→ **To be done**
Reproduce the listing below in its entirety. Change nothing.

(Location annotation dataset excerpts)
____
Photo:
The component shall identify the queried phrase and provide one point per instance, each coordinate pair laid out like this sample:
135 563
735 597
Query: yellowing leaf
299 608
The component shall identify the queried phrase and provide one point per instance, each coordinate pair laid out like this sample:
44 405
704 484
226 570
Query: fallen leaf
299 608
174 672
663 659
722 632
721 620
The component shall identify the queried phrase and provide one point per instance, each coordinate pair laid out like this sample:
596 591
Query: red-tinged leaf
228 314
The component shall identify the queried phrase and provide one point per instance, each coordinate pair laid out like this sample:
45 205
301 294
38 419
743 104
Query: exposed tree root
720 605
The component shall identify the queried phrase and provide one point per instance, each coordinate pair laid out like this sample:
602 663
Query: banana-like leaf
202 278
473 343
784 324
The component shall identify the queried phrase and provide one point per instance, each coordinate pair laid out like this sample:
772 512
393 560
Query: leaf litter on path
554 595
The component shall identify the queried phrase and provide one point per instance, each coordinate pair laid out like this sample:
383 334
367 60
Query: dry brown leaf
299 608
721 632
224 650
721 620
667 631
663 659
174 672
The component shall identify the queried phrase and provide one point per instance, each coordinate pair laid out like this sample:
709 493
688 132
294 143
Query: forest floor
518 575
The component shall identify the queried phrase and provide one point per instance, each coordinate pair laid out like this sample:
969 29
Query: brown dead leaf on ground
____
→ **Full solution**
Photo:
The component shall identify the queried phrase and provide one point per instance, each coordinate pair laid out like this sample:
135 563
735 597
Query: yellowing leaf
299 608
The component shall identify the queried phrase and provide one point per instance, each coordinate pair laid out like this sample:
44 405
704 484
226 570
Query: fallen leaf
299 608
174 672
663 659
722 632
721 620
The component shall identify the queried phrase and provide one point per instance, each coordinate pair laid out like this sample:
596 591
Query: red-tinged leaf
228 314
The component shall identify the queried phrase and provide one point per instance, each coordinate pair laid out like this sample:
45 205
301 294
38 419
743 104
Query: exposed tree root
720 605
The component shall identify the queried phrase and provide one point per instance, each coordinate pair laid out like this sample:
602 663
Query: banana-like leaf
202 278
473 343
784 324
The component shall identify the queried phrase and provide one point per instance, each coordinate pair laid out like this sample:
772 512
393 560
Query: leaf litter on path
554 595
The component shall identify the queried phrase and provide one point per instance, each coordinate pair laid out like this sample:
383 334
367 60
Query: dry brown leaf
299 608
721 632
224 650
721 620
667 631
663 659
174 672
The component shall identify the queried phrase and provide one point per instance, each coordinate pair laid out like this sample:
709 493
688 132
294 143
Query: forest floor
518 575
The component shall identify the queried phrase and provide one point per instance, each coordinate pair laid out like this sample:
969 29
Query: brown dead leaf on ground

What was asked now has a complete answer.